Gumm v. Chalmers, 10754.

Decision Date13 April 1939
Docket NumberNo. 10754.,10754.
Citation127 S.W.2d 942
PartiesGUMM v. CHALMERS et al.
CourtTexas Court of Appeals

Taliaferro & Graves and Louis W. Graves, Jr., all of Houston, for plaintiff in error.

W. P. Hamblen and Ernest A. Knipp, both of Houston, for defendants in error Walter Chalmers and Tom A. Graham.

GRAVES, Justice.

This appeal, by writ of error, is from a judgment of the 11th District Court of Harris County, entered non obstante veredicto, on motion of defendants in error therefor, dismissing the contest of plaintiff in error to the will of Fred Erichson, deceased (who, as contestant, was joined by certain non-appealing intervenors in the trial court); such contest had theretofore been sustained in the County Court of Harris County, and had been appealed to the District Court by defendants in error, who were the proponents of the will.

In the District Court the issues of fact raised between the parties to the contest were submitted in this single special-issue to the jury, which it answered, "he did not," to-wit: "Did or did not Fred Erichson have testamentary capacity on July 16th, 1934, at the time he executed the will in controversy? You will answer this special Issue `He did' or `He did not', as you find the facts to be."

The learned trial court recited that it was of the opinion—in the light of the motion of the defendants in error for such decree—that a directed verdict in their favor would have been proper; a reference to the motion itself shows that it was grounded upon two counts only, as follows: (1) That the verdict was unsupported by the evidence; (2) that the contestants had failed to show any interest in the estate.

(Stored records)

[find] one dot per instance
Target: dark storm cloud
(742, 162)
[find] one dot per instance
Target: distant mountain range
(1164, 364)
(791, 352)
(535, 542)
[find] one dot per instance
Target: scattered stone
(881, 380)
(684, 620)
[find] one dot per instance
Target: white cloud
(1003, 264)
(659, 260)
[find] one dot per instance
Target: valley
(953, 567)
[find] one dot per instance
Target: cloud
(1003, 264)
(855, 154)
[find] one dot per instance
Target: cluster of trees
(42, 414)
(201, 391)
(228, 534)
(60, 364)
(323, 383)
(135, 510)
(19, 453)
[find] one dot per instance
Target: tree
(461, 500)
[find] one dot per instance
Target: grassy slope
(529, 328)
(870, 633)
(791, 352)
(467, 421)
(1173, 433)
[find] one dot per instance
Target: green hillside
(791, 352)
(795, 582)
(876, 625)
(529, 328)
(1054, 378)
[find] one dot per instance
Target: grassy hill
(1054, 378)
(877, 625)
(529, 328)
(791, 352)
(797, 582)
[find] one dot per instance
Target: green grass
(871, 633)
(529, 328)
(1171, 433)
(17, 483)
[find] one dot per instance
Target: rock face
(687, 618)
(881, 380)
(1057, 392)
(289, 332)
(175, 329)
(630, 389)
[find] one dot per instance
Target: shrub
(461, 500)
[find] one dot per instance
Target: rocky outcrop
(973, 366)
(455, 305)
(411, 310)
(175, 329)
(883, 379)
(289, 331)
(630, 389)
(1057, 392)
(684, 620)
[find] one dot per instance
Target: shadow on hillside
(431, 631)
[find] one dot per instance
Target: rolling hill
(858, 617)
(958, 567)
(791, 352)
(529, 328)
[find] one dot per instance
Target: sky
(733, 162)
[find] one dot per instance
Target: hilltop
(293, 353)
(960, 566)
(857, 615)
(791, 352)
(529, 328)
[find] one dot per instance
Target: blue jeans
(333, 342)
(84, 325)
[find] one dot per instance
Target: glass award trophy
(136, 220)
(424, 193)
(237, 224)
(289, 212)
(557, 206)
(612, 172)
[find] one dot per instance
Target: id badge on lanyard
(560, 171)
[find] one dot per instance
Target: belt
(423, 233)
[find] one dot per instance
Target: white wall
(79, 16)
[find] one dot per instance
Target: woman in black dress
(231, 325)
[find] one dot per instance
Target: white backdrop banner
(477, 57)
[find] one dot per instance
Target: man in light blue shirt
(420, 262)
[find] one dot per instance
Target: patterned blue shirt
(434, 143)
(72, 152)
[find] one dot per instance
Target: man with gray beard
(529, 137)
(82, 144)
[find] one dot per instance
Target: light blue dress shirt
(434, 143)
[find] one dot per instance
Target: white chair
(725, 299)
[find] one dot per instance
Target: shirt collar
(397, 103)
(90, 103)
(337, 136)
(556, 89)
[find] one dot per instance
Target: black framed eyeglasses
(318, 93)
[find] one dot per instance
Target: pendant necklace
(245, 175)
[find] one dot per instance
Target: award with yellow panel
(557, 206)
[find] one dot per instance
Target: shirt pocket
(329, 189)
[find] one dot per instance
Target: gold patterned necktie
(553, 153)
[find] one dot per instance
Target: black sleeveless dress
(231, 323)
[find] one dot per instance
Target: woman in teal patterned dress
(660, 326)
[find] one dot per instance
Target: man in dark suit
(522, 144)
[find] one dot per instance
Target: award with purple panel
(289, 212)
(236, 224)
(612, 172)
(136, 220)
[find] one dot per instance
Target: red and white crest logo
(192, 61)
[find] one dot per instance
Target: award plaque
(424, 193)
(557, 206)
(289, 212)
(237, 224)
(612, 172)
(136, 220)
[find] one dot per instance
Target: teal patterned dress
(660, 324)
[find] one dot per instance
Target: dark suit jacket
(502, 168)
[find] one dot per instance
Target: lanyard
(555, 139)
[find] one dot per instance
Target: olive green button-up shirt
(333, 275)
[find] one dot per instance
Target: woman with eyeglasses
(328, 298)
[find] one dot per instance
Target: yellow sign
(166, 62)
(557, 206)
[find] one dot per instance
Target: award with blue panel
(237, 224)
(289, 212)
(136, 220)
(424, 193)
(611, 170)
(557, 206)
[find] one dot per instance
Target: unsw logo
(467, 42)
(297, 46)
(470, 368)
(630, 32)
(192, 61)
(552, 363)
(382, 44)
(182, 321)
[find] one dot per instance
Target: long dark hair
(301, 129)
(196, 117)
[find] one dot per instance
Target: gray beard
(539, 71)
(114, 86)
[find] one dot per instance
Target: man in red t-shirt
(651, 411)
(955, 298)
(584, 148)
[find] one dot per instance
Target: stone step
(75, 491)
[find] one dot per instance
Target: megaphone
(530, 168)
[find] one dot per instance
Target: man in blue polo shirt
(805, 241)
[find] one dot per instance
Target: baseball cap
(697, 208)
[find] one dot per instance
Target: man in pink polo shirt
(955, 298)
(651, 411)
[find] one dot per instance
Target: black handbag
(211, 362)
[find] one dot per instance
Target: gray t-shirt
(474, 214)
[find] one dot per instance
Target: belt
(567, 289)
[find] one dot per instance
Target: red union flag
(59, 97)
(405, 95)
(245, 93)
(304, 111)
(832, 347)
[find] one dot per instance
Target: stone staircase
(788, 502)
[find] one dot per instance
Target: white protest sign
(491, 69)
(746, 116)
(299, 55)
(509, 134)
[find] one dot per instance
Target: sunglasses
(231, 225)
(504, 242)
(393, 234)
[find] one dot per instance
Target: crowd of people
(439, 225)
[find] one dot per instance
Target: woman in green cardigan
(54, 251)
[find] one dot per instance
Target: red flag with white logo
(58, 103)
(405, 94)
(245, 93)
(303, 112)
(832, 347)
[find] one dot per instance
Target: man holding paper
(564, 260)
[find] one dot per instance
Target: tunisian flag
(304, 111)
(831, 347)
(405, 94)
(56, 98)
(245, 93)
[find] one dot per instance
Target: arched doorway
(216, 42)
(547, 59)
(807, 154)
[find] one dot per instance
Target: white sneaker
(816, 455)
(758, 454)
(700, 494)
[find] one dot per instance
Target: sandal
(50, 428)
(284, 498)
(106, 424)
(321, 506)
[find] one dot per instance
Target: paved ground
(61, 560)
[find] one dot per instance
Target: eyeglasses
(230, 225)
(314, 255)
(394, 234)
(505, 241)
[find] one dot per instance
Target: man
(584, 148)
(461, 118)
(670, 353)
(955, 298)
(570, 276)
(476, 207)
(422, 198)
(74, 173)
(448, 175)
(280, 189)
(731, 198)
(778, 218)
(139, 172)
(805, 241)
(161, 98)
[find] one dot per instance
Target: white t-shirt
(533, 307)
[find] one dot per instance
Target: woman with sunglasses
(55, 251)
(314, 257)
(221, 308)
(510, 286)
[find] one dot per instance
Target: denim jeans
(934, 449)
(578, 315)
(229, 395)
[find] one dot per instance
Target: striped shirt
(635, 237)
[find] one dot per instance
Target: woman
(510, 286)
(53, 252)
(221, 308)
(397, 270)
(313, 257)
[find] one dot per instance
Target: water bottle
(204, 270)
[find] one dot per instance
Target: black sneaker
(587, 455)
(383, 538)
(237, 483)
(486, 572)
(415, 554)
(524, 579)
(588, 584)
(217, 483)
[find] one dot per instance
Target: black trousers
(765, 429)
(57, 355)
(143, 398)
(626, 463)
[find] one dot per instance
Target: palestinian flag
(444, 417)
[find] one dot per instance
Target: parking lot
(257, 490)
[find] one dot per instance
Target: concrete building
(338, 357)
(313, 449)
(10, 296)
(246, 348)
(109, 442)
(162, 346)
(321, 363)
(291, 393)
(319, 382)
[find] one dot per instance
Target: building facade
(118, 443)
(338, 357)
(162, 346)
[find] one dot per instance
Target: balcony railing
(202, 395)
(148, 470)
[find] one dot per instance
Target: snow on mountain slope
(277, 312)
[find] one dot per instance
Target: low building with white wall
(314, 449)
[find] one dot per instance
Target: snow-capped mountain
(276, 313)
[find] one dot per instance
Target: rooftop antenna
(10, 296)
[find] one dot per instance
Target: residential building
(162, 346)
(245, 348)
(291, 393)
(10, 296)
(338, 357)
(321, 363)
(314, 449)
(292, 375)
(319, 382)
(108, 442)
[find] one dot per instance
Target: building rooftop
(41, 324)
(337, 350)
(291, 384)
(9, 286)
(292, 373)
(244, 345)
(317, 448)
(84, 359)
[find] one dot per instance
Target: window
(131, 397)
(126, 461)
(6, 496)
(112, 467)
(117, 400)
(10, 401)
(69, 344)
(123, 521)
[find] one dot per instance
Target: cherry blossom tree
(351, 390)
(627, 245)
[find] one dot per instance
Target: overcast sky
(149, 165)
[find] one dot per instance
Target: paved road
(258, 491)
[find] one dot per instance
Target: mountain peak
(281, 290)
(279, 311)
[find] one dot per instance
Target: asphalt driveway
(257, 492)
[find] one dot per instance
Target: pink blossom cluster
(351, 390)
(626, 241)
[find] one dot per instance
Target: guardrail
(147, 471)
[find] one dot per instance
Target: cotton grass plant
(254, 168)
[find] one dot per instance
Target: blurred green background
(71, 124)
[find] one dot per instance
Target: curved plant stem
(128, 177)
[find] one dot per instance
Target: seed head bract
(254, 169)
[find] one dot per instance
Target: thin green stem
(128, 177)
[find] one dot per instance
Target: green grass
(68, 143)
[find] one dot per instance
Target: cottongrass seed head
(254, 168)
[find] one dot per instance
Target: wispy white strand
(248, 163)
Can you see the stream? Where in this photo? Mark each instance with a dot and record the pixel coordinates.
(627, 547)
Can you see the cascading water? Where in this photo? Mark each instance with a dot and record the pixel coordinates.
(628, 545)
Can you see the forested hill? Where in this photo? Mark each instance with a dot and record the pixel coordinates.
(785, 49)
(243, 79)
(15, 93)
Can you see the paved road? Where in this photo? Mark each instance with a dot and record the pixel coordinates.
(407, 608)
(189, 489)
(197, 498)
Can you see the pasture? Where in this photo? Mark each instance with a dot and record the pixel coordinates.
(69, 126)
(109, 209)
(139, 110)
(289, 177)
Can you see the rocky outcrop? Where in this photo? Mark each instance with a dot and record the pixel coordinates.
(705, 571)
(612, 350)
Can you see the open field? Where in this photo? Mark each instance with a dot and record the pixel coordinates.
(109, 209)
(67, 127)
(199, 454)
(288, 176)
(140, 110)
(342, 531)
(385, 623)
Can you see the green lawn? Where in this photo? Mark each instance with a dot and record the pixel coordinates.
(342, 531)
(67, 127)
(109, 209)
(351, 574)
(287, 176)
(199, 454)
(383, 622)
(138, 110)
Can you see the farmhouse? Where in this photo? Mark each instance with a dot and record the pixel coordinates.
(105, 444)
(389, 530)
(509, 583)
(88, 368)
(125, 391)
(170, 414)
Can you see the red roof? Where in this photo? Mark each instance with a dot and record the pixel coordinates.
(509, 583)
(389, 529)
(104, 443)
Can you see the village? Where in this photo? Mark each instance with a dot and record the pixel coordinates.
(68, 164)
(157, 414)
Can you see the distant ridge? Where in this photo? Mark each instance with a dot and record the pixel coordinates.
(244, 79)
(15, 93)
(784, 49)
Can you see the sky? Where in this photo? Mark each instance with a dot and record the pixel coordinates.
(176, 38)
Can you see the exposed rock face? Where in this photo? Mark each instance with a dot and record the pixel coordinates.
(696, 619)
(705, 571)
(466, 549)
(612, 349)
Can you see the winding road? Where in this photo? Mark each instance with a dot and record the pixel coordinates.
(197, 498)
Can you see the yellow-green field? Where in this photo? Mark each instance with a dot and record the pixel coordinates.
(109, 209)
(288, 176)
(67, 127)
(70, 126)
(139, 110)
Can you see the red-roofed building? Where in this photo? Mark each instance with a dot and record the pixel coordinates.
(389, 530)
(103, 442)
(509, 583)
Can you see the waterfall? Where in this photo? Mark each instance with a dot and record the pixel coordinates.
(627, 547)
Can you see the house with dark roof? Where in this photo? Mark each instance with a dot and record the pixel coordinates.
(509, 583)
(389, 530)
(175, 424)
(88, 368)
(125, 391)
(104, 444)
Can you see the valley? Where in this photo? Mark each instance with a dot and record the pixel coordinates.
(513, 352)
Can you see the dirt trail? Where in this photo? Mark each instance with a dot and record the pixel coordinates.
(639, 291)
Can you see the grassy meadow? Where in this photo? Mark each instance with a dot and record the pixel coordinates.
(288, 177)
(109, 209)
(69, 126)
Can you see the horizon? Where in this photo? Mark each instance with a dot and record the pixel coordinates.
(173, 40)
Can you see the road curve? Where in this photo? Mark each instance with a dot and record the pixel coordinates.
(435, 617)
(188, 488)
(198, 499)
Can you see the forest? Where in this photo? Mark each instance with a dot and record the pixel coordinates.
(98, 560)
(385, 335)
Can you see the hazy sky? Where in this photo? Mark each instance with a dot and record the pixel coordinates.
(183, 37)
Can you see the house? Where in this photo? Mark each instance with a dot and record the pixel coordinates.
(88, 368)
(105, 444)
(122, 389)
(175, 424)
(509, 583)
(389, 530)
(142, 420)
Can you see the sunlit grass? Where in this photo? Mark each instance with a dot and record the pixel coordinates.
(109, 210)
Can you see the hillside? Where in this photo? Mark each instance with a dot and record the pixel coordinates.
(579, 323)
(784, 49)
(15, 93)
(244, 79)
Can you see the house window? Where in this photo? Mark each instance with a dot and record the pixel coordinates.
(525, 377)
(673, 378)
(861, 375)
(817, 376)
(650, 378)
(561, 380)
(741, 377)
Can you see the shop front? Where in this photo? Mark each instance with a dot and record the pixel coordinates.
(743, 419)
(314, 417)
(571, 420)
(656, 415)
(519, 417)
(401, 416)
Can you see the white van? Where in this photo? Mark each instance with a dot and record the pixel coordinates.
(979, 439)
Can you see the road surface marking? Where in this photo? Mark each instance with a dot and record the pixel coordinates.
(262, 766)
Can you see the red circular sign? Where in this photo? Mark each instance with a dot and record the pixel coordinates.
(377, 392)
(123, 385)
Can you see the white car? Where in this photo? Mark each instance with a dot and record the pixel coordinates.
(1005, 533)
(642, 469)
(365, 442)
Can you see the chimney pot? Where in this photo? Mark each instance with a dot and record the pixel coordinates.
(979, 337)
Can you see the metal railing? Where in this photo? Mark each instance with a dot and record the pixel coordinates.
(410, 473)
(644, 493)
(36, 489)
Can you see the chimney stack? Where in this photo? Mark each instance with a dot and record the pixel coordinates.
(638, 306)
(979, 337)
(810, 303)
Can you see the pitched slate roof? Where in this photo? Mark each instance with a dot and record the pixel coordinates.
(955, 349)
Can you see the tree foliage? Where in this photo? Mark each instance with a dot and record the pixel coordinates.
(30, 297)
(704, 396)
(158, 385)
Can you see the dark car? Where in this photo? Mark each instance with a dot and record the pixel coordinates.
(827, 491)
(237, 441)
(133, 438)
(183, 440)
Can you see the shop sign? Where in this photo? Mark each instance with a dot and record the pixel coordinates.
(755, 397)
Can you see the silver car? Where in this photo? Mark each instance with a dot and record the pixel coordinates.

Objective 1. In the Gumm v. Chalmers opinion, how did the will contest come to be heard in the District Court?
Objective 2. Write the next part of the Gumm v. Chalmers opinion, following on from its final sentence.

Exercise response 1. The contest had first been sustained in the County Court of Harris County. The proponents of the will, the defendants in error, then appealed that result to the District Court.

Exercise response 2.
The effect of this order of dismissal was to permit the probate of the will, thereby nullifying the prior order of the county court denying its probate, as well as this verdict of the jury on the appeal to the District Court, finding that Fred Erichson had not had testamentary capacity when he executed the will in question on July 16th of 1934.

In this court plaintiff in error, carrying alone the burden of the appeal, contends the trial court's action in so dismissing his contest, notwithstanding the jury's verdict, was fundamental error, for the principal reasons that:

(1) His pleading and evidence was not only sufficient to raise the issue of a lack of testamentary capacity upon Erichson's part at the time of executing the will, but also to support the jury's verdict that he did not have that indispensable requisite to the making of a valid will.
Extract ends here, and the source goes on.